Exercise instructions:
**a.** According to the post about trust and other people, how many minutes a day does the writer watch TV?
**b.** Reproduce the passage of the post about trust and other people that opens with the words containing "I don't really" and closes with "as hell :-)".

--- start of Reading text ---

I don't really trust people much because almost everyone I know has back-stabbed me, and I hate hearing people's damn drama....and cause drama that never exited in the first place......I have like 5 TRUE friends, the rest are pretty much just tough-guys that act like bitches. And this goes for like 98% of everyone on planet Earth. No I am not depressed, I'm happy as hell :-)
... but every-time I go out anywhere, everyone seems rusty, robotic, under-control, depressed, obese... trying to fit in....Jesus just act like yourself for once...thats what I feel like saying to people.......people's obesity has gotten way out of control....I even hate TV i watch maybe 10 minutes a day.

--- end of Reading text ---
--- start of Material provided ---

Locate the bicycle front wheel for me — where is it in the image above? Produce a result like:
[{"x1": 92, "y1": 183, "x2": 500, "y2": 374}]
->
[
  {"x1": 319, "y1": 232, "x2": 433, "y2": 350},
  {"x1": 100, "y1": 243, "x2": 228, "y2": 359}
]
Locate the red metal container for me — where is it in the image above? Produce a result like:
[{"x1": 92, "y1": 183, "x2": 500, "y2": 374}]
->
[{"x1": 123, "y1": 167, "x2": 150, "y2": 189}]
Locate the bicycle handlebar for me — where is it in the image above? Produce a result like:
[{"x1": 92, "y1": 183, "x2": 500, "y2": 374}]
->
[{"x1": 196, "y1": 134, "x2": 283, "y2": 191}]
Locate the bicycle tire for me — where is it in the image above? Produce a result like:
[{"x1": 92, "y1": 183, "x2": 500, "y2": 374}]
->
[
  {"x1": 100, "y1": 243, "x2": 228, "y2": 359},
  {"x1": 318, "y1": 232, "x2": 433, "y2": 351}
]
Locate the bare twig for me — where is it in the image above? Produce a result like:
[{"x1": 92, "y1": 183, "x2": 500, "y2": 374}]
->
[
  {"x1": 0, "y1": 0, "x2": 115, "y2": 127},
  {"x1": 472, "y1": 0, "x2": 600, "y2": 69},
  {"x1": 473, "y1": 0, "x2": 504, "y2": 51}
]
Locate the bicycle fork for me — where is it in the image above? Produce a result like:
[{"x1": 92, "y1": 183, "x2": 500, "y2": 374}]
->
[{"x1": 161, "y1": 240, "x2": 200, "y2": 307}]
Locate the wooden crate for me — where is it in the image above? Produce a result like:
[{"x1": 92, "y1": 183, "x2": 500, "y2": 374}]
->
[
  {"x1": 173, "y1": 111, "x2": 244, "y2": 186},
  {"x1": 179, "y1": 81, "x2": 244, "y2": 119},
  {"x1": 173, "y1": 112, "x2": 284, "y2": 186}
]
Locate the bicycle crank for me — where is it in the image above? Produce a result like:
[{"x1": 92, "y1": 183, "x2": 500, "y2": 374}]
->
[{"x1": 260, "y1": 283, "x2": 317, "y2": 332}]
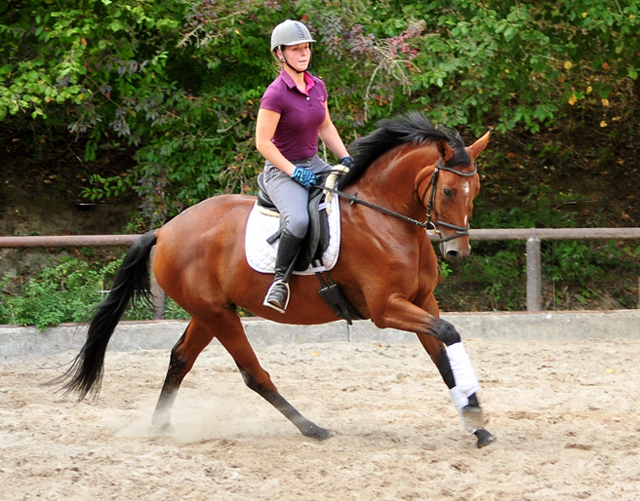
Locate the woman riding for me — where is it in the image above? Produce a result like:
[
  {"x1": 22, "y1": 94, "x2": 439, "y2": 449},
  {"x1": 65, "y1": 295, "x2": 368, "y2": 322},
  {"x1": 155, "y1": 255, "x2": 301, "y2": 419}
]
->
[{"x1": 256, "y1": 20, "x2": 353, "y2": 313}]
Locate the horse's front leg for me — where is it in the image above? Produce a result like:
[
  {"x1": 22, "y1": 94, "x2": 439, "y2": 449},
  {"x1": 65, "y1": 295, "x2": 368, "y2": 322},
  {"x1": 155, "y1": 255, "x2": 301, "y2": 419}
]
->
[{"x1": 373, "y1": 295, "x2": 495, "y2": 447}]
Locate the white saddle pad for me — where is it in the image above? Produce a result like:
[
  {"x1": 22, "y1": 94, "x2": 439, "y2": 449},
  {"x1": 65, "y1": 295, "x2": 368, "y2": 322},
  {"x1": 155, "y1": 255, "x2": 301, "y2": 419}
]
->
[{"x1": 244, "y1": 197, "x2": 340, "y2": 275}]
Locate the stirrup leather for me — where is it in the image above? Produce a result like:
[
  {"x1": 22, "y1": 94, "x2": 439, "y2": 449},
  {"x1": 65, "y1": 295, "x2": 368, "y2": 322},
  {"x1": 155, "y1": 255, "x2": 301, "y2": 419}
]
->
[{"x1": 262, "y1": 280, "x2": 291, "y2": 313}]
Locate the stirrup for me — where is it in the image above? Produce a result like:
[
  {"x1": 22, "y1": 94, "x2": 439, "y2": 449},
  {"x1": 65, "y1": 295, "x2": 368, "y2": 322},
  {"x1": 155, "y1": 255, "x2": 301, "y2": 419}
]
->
[{"x1": 262, "y1": 280, "x2": 291, "y2": 313}]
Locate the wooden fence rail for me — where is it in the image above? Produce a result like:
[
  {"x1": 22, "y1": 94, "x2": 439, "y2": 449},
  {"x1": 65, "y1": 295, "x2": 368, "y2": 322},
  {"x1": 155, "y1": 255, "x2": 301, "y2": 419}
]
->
[{"x1": 0, "y1": 228, "x2": 640, "y2": 318}]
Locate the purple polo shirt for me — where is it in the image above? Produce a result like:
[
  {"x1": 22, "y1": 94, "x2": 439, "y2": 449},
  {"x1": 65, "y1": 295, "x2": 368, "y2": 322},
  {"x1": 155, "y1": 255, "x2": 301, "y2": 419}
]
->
[{"x1": 260, "y1": 69, "x2": 327, "y2": 160}]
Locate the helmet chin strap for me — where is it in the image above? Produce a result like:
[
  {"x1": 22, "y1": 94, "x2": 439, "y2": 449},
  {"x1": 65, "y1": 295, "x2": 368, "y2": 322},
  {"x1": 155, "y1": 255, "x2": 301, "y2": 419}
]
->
[{"x1": 279, "y1": 45, "x2": 311, "y2": 75}]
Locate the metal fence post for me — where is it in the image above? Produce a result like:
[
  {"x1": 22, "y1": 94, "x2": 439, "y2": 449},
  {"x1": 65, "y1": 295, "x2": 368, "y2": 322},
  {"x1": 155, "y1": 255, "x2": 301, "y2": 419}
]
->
[{"x1": 527, "y1": 237, "x2": 542, "y2": 311}]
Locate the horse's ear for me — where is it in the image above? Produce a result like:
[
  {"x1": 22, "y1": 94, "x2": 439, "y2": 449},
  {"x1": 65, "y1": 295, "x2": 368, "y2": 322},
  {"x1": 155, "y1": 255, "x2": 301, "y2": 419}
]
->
[
  {"x1": 467, "y1": 129, "x2": 493, "y2": 160},
  {"x1": 436, "y1": 138, "x2": 453, "y2": 162}
]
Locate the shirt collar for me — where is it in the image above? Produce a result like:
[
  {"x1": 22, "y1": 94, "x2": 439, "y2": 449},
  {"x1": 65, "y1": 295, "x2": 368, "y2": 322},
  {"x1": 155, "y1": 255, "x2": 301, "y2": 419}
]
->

--- end of Material provided ---

Answers provided:
**a.** Maybe 10 minutes a day.

**b.**
I don't really trust people much because almost everyone I know has back-stabbed me, and I hate hearing people's damn drama....and cause drama that never exited in the first place......I have like 5 TRUE friends, the rest are pretty much just tough-guys that act like bitches. And this goes for like 98% of everyone on planet Earth. No I am not depressed, I'm happy as hell :-)